**WHAT YOU WILL DO**
Return the entries below word for word; no images should appear in the copy.

**SUPPLIED RECORDS**
• • • • •

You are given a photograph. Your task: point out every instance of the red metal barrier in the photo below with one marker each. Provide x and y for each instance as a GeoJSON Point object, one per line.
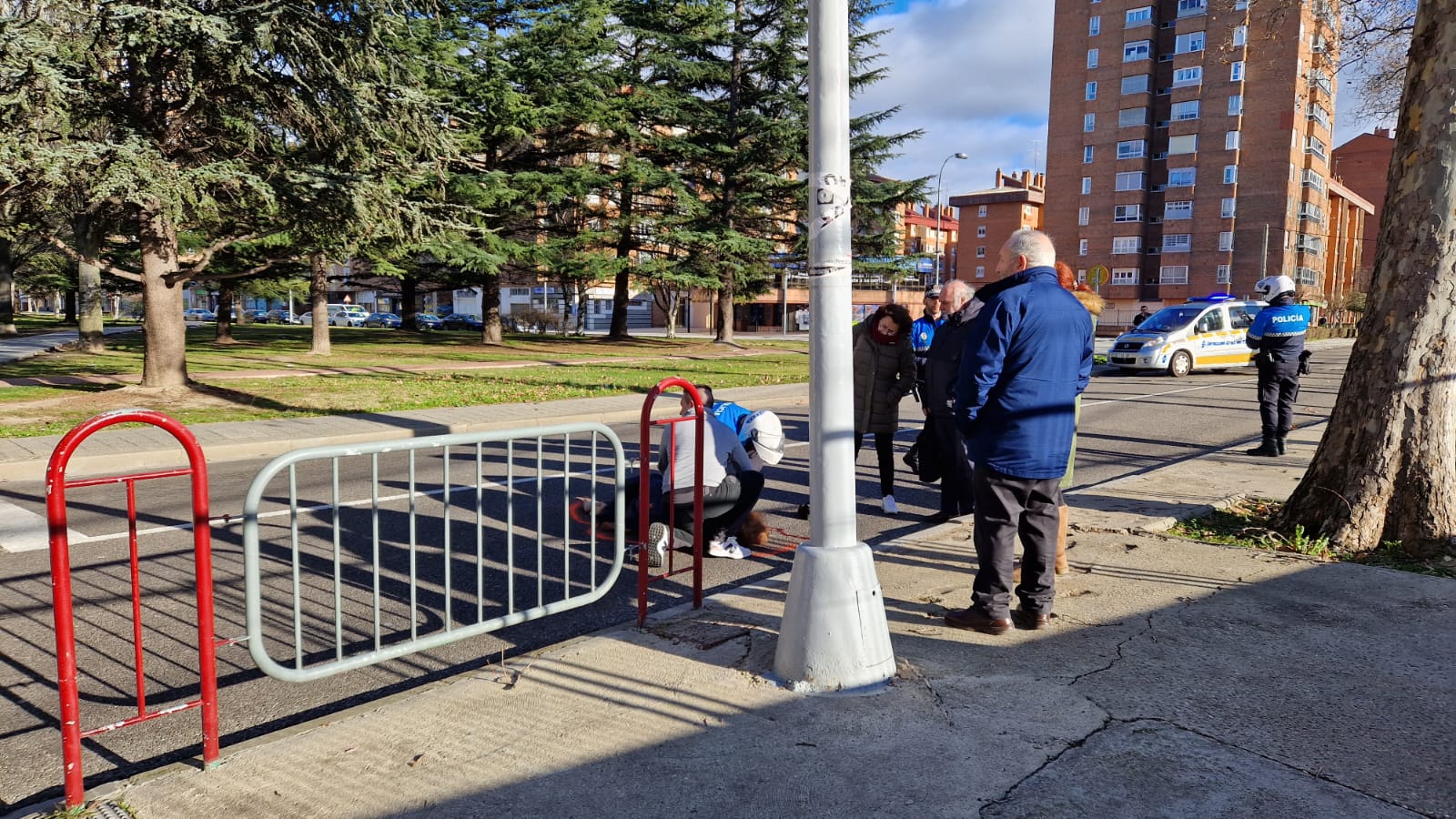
{"type": "Point", "coordinates": [645, 491]}
{"type": "Point", "coordinates": [56, 486]}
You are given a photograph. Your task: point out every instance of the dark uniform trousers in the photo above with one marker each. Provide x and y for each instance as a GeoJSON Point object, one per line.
{"type": "Point", "coordinates": [1006, 508]}
{"type": "Point", "coordinates": [1279, 389]}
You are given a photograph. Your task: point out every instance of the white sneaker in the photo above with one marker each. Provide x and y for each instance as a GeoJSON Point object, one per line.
{"type": "Point", "coordinates": [728, 548]}
{"type": "Point", "coordinates": [655, 544]}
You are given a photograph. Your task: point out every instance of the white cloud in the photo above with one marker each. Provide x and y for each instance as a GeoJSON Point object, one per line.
{"type": "Point", "coordinates": [976, 77]}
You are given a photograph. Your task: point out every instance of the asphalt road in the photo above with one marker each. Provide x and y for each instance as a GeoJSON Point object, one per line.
{"type": "Point", "coordinates": [1128, 424]}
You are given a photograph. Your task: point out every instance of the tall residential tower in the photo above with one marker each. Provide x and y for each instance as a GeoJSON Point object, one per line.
{"type": "Point", "coordinates": [1184, 135]}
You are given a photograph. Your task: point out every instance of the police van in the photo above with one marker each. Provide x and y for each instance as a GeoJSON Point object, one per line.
{"type": "Point", "coordinates": [1205, 334]}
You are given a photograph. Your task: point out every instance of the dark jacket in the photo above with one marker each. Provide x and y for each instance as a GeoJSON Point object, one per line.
{"type": "Point", "coordinates": [1026, 359]}
{"type": "Point", "coordinates": [1279, 331]}
{"type": "Point", "coordinates": [943, 366]}
{"type": "Point", "coordinates": [885, 373]}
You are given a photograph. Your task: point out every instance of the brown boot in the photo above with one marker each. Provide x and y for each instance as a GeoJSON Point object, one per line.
{"type": "Point", "coordinates": [1063, 513]}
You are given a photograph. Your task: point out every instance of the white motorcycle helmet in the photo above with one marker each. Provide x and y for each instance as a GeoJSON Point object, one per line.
{"type": "Point", "coordinates": [1274, 286]}
{"type": "Point", "coordinates": [766, 433]}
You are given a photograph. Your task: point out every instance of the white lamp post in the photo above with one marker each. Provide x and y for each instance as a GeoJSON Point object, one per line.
{"type": "Point", "coordinates": [938, 179]}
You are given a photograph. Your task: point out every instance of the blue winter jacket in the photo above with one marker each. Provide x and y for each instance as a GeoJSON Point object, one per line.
{"type": "Point", "coordinates": [1279, 329]}
{"type": "Point", "coordinates": [1026, 359]}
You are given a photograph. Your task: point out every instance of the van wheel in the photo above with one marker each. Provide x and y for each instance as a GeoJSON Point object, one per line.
{"type": "Point", "coordinates": [1181, 365]}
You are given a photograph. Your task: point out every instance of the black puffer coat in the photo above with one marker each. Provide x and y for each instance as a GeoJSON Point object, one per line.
{"type": "Point", "coordinates": [885, 373]}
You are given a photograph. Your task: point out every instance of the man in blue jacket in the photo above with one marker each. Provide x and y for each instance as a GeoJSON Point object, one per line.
{"type": "Point", "coordinates": [1278, 334]}
{"type": "Point", "coordinates": [1026, 359]}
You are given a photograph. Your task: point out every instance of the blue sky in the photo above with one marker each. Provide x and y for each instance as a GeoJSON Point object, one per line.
{"type": "Point", "coordinates": [975, 76]}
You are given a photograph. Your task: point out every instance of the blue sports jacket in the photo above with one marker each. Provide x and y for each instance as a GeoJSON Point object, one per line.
{"type": "Point", "coordinates": [1279, 329]}
{"type": "Point", "coordinates": [1026, 359]}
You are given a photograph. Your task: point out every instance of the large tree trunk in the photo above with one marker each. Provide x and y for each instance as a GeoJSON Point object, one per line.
{"type": "Point", "coordinates": [491, 309]}
{"type": "Point", "coordinates": [1387, 467]}
{"type": "Point", "coordinates": [91, 317]}
{"type": "Point", "coordinates": [319, 303]}
{"type": "Point", "coordinates": [165, 359]}
{"type": "Point", "coordinates": [7, 288]}
{"type": "Point", "coordinates": [226, 296]}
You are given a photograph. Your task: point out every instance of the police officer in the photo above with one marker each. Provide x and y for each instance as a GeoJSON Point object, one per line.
{"type": "Point", "coordinates": [1278, 336]}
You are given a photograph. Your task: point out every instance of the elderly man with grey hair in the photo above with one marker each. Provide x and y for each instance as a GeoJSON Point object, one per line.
{"type": "Point", "coordinates": [943, 366]}
{"type": "Point", "coordinates": [1026, 359]}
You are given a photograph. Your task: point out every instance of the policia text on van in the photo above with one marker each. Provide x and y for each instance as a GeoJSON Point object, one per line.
{"type": "Point", "coordinates": [1205, 334]}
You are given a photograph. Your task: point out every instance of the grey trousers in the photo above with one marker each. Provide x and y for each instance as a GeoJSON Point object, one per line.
{"type": "Point", "coordinates": [1008, 508]}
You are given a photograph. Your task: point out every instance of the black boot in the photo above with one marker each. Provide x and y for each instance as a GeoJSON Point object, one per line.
{"type": "Point", "coordinates": [1267, 450]}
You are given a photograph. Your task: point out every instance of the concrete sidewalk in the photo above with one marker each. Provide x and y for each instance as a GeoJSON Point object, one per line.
{"type": "Point", "coordinates": [1177, 680]}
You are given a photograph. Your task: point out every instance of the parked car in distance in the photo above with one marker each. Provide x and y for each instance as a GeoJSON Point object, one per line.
{"type": "Point", "coordinates": [462, 321]}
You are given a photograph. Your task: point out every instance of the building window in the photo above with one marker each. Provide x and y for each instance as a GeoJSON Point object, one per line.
{"type": "Point", "coordinates": [1191, 76]}
{"type": "Point", "coordinates": [1132, 116]}
{"type": "Point", "coordinates": [1181, 177]}
{"type": "Point", "coordinates": [1184, 111]}
{"type": "Point", "coordinates": [1177, 210]}
{"type": "Point", "coordinates": [1187, 143]}
{"type": "Point", "coordinates": [1132, 181]}
{"type": "Point", "coordinates": [1125, 276]}
{"type": "Point", "coordinates": [1188, 43]}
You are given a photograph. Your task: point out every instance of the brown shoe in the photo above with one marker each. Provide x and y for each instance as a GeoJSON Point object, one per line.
{"type": "Point", "coordinates": [976, 620]}
{"type": "Point", "coordinates": [1030, 622]}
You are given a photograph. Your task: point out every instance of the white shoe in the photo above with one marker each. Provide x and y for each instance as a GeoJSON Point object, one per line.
{"type": "Point", "coordinates": [728, 548]}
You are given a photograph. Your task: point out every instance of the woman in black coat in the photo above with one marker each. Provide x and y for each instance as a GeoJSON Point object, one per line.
{"type": "Point", "coordinates": [885, 373]}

• • • • •

**SOLUTION TO THE PROBLEM**
You are given a photograph. Your task: point out every instance of the red metal barrier in the photo below with one marker each. Provide x and y for each instance as a GeoJSON Point object, one per line.
{"type": "Point", "coordinates": [645, 491]}
{"type": "Point", "coordinates": [56, 486]}
You are given a photograph. Your task: point out every instance of the dark uniform trousers in the photo above with one marker each. Provide x and y for each instance as a GeoJSON Point object, one per line.
{"type": "Point", "coordinates": [1006, 508]}
{"type": "Point", "coordinates": [1279, 389]}
You are given a photograph. Your task: point out every instance of the white sneaker in the photo above with one marker each. Provide x and y for each instance as a GeoJSON Point object, one per line.
{"type": "Point", "coordinates": [728, 548]}
{"type": "Point", "coordinates": [655, 544]}
You are given a photograph. Your task: point out every instance of the white cloud in the photo above with one marker each. Provide x and y for each instance as a GeoJSON Point object, one per line.
{"type": "Point", "coordinates": [976, 77]}
You are given a photograph. Your task: point out every instance of the asphalt road in the photo above with one marker each. Provide x and y for each instance as a GeoJSON Point object, one per line.
{"type": "Point", "coordinates": [1128, 424]}
You are given a photograph. Your task: point out every instance of the tall residential tower in the photo above with one marker each. Provide x and y for each instance as a GeoJSON Point object, one per line.
{"type": "Point", "coordinates": [1184, 135]}
You are given a photograph. Your task: point out every instance of the police van in the photo above with one marker each. Provide x and y for each instance as a GeoJSON Point object, one per line.
{"type": "Point", "coordinates": [1205, 334]}
You are given a photograph. Your task: point out every instance of the dark jacket in the photo above with one marker each. Provide x and y for each instance as a GeoJSON Point object, one per line.
{"type": "Point", "coordinates": [1026, 359]}
{"type": "Point", "coordinates": [1279, 331]}
{"type": "Point", "coordinates": [943, 366]}
{"type": "Point", "coordinates": [885, 373]}
You are given a photograph. Your task: point out every instance of the brown boot in the photo above with one marker each. Provide x and y for each instance as a GeoJSON Point object, one per line.
{"type": "Point", "coordinates": [1063, 513]}
You are given a photograph. Your task: point out every instance of the white motorcycle helmet in the photo above with one marker each. Provide x and y for each instance as a GeoJSON Point object, one per line.
{"type": "Point", "coordinates": [1274, 286]}
{"type": "Point", "coordinates": [766, 433]}
You are given a photograph. Your task: point out every instance of the white lamp post in the photo above with one marker each. Provide x and y for each instance as a GeoJSON Point object, one per line.
{"type": "Point", "coordinates": [938, 179]}
You are given a photograph. Your task: point out every instance of the blue winter jacket in the photo above with one marker each. Provide x and y for each instance as a GeoJSON Point object, one per line.
{"type": "Point", "coordinates": [1279, 329]}
{"type": "Point", "coordinates": [1026, 359]}
You are given a photograph. Your task: point out every instance of the van wheel in the photo above with one marker each. Provide x and y for each instance as a GeoJSON Point object, one per line.
{"type": "Point", "coordinates": [1181, 365]}
You are given a photograph. Your task: point out every instance of the black puffer coat in the photo above with one marker each. Provide x and y for each instance as a GeoJSON Point object, one per line.
{"type": "Point", "coordinates": [885, 373]}
You are given a photograph. Your task: point out every instance of the man in blue jacket in the photo above with one marker each. Provide x and y for each instance as a GeoJSON Point object, one per line.
{"type": "Point", "coordinates": [1278, 334]}
{"type": "Point", "coordinates": [1026, 359]}
You are given a photograph. Your task: point out every instance of the blue sky in the photo above with one marker each. Provide x and y for each instance as a GeoJSON Point object, one per line.
{"type": "Point", "coordinates": [975, 76]}
You are given a photograph. Your task: point out every instance of the blue sports jacket in the photo above with one marker each. Provide x and y for each instance as a GeoJSON Point object, one per line.
{"type": "Point", "coordinates": [1279, 329]}
{"type": "Point", "coordinates": [1026, 359]}
You are given a photograph. Your task: point out every instance of the large tree trunk in the photo above with one marker each. Provide x and y for each instance as a GeoJSON Point object, one per line.
{"type": "Point", "coordinates": [491, 309]}
{"type": "Point", "coordinates": [1387, 467]}
{"type": "Point", "coordinates": [91, 317]}
{"type": "Point", "coordinates": [319, 303]}
{"type": "Point", "coordinates": [165, 359]}
{"type": "Point", "coordinates": [7, 288]}
{"type": "Point", "coordinates": [226, 296]}
You are given a photograph. Your task: point out every instance of the police officer in the photo above with one marker each. Provide x and y for each instance as a GeoJSON Point object, one per line.
{"type": "Point", "coordinates": [1278, 336]}
You are given a photograph. Your task: point out every instance of the elderly man with grey hair in the photo above with one marker each. Provide x and y for each instance as a GeoJSON Point object, one per line.
{"type": "Point", "coordinates": [943, 366]}
{"type": "Point", "coordinates": [1026, 359]}
You are given a photograph. Your task: point out every instance of the policia text on van in the photo above with one marker each. Provide x and y for each instance as a GeoJSON Point object, one per line.
{"type": "Point", "coordinates": [1205, 334]}
You are given a photograph. Your task: point out every instance of the grey trousers in the photo above with one marker each. Provide x and y for each instance as a GeoJSON Point object, one per line.
{"type": "Point", "coordinates": [1008, 508]}
You are given a photograph. Your task: point out every instance of the black boot in the photo above with one marker each. Provide x and y for each instance as a GeoJSON Point object, one per line.
{"type": "Point", "coordinates": [1267, 450]}
You are given a photograph. Your task: point out every instance of the concrete sidewalk in the photo above with one marker each. Provide x and y for each instance as a GeoJSON Point object, one per line.
{"type": "Point", "coordinates": [1177, 680]}
You are given a photograph. Your task: point out every instance of the parked car in distance in the photo above with one marker each. Provide x and y for each instance as a GeoJSON Point object, one per line.
{"type": "Point", "coordinates": [462, 321]}
You are given a photograph. Your task: point out every instance of the building window in the photo above with one marker each. Provide x and y for each instance as a GeoJSON Point object, one per line.
{"type": "Point", "coordinates": [1191, 76]}
{"type": "Point", "coordinates": [1132, 116]}
{"type": "Point", "coordinates": [1181, 177]}
{"type": "Point", "coordinates": [1184, 111]}
{"type": "Point", "coordinates": [1177, 210]}
{"type": "Point", "coordinates": [1187, 143]}
{"type": "Point", "coordinates": [1132, 181]}
{"type": "Point", "coordinates": [1125, 276]}
{"type": "Point", "coordinates": [1188, 43]}
You are given a photograph. Your task: point out every instance of the brown shoe in the photo above with one marker each. Provide x and y for each instance as a GeoJSON Point object, one per line.
{"type": "Point", "coordinates": [976, 620]}
{"type": "Point", "coordinates": [1030, 622]}
You are given a photograph. Your task: point out every instance of the white shoe in the photo above with one marker each. Provide x and y for each instance as a GeoJSON Point object, one per line.
{"type": "Point", "coordinates": [728, 548]}
You are given a photograph. Your task: point out every instance of the woman in black coat in the photo above with one marker each. Provide x and y for each instance as a GeoJSON Point object, one per line.
{"type": "Point", "coordinates": [885, 373]}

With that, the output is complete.